• _THE TASK_
Rewrite the listing from its first line through the line containing "POLYGON ((59 115, 61", inclusive, replacing "black glove" with "dark glove" and keeping everything else unchanged. Leave the pictures out of your answer.

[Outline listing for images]

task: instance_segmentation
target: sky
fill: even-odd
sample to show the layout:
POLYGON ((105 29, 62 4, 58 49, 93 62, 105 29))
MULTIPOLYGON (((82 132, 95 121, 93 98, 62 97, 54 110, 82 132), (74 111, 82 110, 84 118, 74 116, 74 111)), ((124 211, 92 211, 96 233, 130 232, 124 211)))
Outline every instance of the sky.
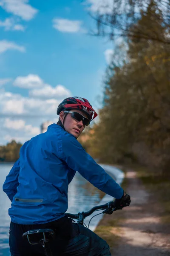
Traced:
POLYGON ((42 122, 56 122, 68 97, 101 107, 113 50, 90 35, 96 23, 89 12, 110 9, 103 0, 0 0, 0 145, 23 143, 42 122))

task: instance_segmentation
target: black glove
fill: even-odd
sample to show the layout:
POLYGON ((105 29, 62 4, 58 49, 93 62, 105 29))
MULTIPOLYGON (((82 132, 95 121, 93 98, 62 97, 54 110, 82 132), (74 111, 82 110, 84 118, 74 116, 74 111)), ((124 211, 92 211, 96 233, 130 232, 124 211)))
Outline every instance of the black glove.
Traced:
POLYGON ((114 206, 116 209, 122 209, 124 207, 128 206, 130 204, 130 197, 129 195, 126 193, 126 195, 124 195, 124 192, 123 195, 121 198, 115 200, 114 206))

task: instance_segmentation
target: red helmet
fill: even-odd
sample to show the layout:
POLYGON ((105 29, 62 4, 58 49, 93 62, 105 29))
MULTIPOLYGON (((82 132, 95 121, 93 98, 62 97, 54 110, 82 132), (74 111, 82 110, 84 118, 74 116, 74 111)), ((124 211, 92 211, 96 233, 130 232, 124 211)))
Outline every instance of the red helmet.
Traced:
POLYGON ((59 115, 61 111, 71 109, 79 109, 85 113, 91 121, 98 115, 87 99, 81 97, 71 97, 64 99, 59 104, 57 113, 59 115))

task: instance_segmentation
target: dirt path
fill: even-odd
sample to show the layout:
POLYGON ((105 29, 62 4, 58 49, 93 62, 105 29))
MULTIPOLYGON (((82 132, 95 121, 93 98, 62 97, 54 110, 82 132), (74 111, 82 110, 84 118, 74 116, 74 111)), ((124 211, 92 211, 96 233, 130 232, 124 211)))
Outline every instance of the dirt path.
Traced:
POLYGON ((111 233, 119 237, 113 247, 109 243, 112 255, 170 256, 170 227, 161 221, 156 195, 148 194, 133 170, 128 170, 127 178, 130 206, 105 215, 99 224, 108 226, 111 218, 118 220, 117 227, 111 228, 111 233))

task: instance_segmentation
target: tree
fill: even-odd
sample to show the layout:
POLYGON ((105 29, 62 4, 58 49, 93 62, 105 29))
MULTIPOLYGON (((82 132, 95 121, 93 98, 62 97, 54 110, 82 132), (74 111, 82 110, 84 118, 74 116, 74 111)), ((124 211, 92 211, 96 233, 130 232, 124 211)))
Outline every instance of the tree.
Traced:
POLYGON ((97 32, 93 32, 93 35, 108 37, 111 40, 115 37, 121 36, 170 44, 169 0, 113 0, 111 3, 109 8, 103 1, 98 12, 94 15, 91 14, 97 25, 97 32), (162 14, 161 20, 156 19, 158 13, 162 14), (142 16, 147 17, 147 23, 143 23, 142 27, 134 26, 142 16), (149 24, 153 20, 158 26, 161 23, 162 27, 165 28, 164 36, 159 34, 156 26, 154 29, 150 27, 149 24))

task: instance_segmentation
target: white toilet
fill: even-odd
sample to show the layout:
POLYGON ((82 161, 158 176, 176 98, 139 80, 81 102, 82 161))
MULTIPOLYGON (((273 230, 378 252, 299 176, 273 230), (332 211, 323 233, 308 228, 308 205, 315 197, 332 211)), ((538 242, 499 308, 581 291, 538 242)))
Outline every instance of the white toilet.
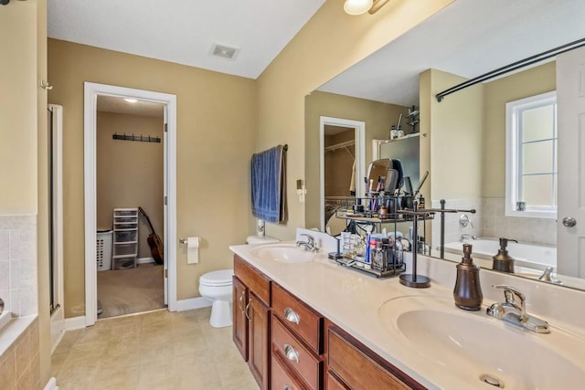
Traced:
MULTIPOLYGON (((247 244, 269 244, 280 239, 270 236, 250 236, 247 244)), ((219 269, 201 275, 199 278, 199 294, 211 300, 211 318, 209 323, 214 328, 231 326, 233 269, 219 269)))
POLYGON ((209 323, 214 328, 231 325, 231 294, 233 269, 220 269, 201 275, 199 294, 211 300, 209 323))

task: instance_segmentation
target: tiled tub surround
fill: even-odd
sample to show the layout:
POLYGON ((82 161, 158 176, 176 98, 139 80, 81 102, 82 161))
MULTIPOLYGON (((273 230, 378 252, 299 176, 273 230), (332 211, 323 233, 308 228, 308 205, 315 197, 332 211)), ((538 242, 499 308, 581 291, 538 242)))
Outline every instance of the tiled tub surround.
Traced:
POLYGON ((29 316, 0 330, 0 347, 5 338, 16 339, 0 355, 0 388, 40 389, 38 320, 29 316), (32 321, 32 323, 31 323, 32 321), (24 329, 24 332, 23 331, 24 329), (16 336, 15 333, 19 333, 16 336))
POLYGON ((556 219, 505 216, 505 199, 501 197, 485 197, 483 199, 482 206, 484 209, 482 236, 505 237, 522 242, 557 245, 556 219))
POLYGON ((0 329, 0 388, 39 389, 37 216, 0 216, 0 298, 13 319, 0 329))
MULTIPOLYGON (((432 201, 433 208, 441 208, 439 200, 432 201)), ((501 197, 484 197, 473 199, 446 199, 445 208, 469 210, 474 208, 475 214, 465 213, 473 227, 462 227, 459 217, 463 213, 445 214, 445 242, 456 242, 462 234, 498 238, 501 237, 540 245, 557 245, 557 221, 548 218, 528 218, 505 216, 505 199, 501 197)), ((436 216, 432 221, 432 247, 437 248, 441 243, 441 218, 436 216)))
POLYGON ((0 216, 0 298, 13 316, 37 313, 37 216, 0 216))

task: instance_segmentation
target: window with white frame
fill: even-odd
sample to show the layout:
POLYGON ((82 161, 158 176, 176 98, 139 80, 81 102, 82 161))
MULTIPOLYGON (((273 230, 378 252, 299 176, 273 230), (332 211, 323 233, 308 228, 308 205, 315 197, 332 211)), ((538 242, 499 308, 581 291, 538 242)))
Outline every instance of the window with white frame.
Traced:
POLYGON ((505 215, 557 217, 557 92, 505 104, 505 215))

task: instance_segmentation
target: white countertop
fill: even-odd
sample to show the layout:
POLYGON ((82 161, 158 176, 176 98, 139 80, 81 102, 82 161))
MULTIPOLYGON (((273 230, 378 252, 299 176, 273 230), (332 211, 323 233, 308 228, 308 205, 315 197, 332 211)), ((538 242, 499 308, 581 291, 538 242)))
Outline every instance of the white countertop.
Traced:
MULTIPOLYGON (((377 279, 348 269, 327 259, 324 254, 306 263, 282 263, 259 258, 250 253, 258 247, 238 245, 229 248, 422 385, 430 389, 494 388, 479 380, 475 385, 473 382, 474 377, 471 380, 463 378, 461 367, 445 366, 441 362, 429 359, 425 351, 419 351, 405 343, 400 332, 390 324, 384 323, 378 315, 388 300, 404 296, 442 297, 441 300, 444 300, 446 305, 454 307, 454 263, 420 257, 419 273, 431 277, 431 286, 412 289, 401 285, 398 277, 377 279)), ((484 277, 491 284, 494 278, 499 278, 498 274, 482 273, 485 273, 484 277)), ((502 295, 500 291, 497 293, 502 295)), ((493 291, 487 294, 484 291, 484 309, 480 311, 461 311, 462 315, 485 316, 484 307, 493 301, 487 300, 486 295, 488 298, 498 296, 493 291)), ((502 358, 505 359, 505 356, 502 358)))
POLYGON ((394 335, 388 334, 388 328, 378 321, 378 312, 384 302, 395 297, 406 294, 452 297, 452 290, 436 283, 429 289, 410 289, 402 286, 398 277, 370 277, 332 263, 323 255, 307 263, 261 259, 250 255, 250 250, 257 247, 238 245, 229 248, 421 385, 441 388, 393 353, 397 349, 394 335))

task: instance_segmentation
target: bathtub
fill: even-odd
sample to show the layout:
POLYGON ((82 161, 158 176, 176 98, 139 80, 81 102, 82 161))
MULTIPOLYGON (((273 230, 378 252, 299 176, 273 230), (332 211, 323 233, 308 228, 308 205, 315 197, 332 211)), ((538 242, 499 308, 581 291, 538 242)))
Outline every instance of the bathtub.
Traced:
MULTIPOLYGON (((472 257, 492 260, 497 254, 500 242, 497 238, 479 237, 445 244, 445 252, 463 254, 463 245, 471 244, 472 257)), ((537 244, 509 242, 508 255, 516 260, 516 267, 545 270, 548 267, 557 269, 557 248, 537 244)), ((491 264, 490 267, 491 268, 491 264)))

• _RESULT FOR THIS TASK_
task: instance_segmentation
target: sky
fill: even-odd
sample to show the layout:
POLYGON ((105 29, 62 4, 58 49, 93 62, 105 29))
MULTIPOLYGON (((82 132, 95 121, 93 98, 62 97, 54 110, 82 132), (74 111, 82 110, 84 118, 74 116, 74 111)), ((124 211, 92 211, 96 233, 130 232, 124 211)))
Outline every instance of the sky.
Traced:
POLYGON ((42 122, 56 122, 68 97, 101 107, 113 50, 90 35, 96 23, 89 12, 110 9, 103 0, 0 0, 0 145, 23 143, 42 122))

task: instance_segmentation
target: dark glove
fill: even-odd
sample to show the layout:
POLYGON ((105 29, 62 4, 58 49, 93 62, 105 29))
MULTIPOLYGON (((82 132, 95 121, 93 98, 62 97, 54 110, 82 132), (74 111, 82 110, 84 118, 74 116, 74 111)), ((124 211, 92 211, 96 233, 130 232, 124 211)))
Outline every instance of the dark glove.
Traced:
POLYGON ((114 206, 116 209, 122 209, 124 207, 128 206, 130 204, 130 197, 129 195, 126 193, 126 195, 124 195, 124 192, 123 195, 121 198, 115 200, 114 206))

task: instance_segmentation
target: red helmet
fill: even-odd
sample to show the layout:
POLYGON ((105 29, 62 4, 58 49, 93 62, 105 29))
MULTIPOLYGON (((82 132, 95 121, 93 98, 62 97, 54 110, 82 132), (74 111, 82 110, 84 118, 74 116, 74 111)), ((124 211, 92 211, 96 233, 130 232, 124 211)))
Outline every instance of the red helmet.
Traced:
POLYGON ((59 115, 61 111, 71 109, 79 109, 85 113, 91 121, 98 115, 87 99, 81 97, 71 97, 64 99, 59 104, 57 113, 59 115))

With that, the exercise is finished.